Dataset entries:
------------------------
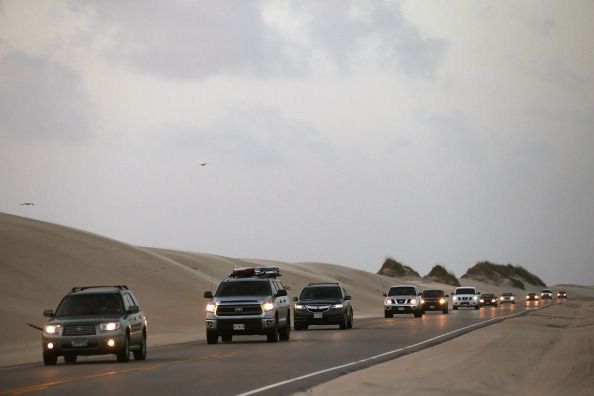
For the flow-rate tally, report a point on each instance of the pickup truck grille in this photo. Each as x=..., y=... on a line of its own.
x=239, y=310
x=78, y=330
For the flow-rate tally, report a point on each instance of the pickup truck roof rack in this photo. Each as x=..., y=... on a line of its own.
x=255, y=272
x=120, y=287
------------------------
Reproduce the listing above in full apart from the pictures, offsetting each x and y coordinate in the point lines by 57.

Written reply:
For the flow-rate tally, report a point on each instance of the pickup truck grille in this photo. Each as x=..., y=... on a line of its own.
x=296, y=367
x=135, y=387
For the flow-rate tally, report a point on each instance of the pickup truck roof rack in this photo. Each as x=..., y=... on a line of its own.
x=312, y=329
x=177, y=344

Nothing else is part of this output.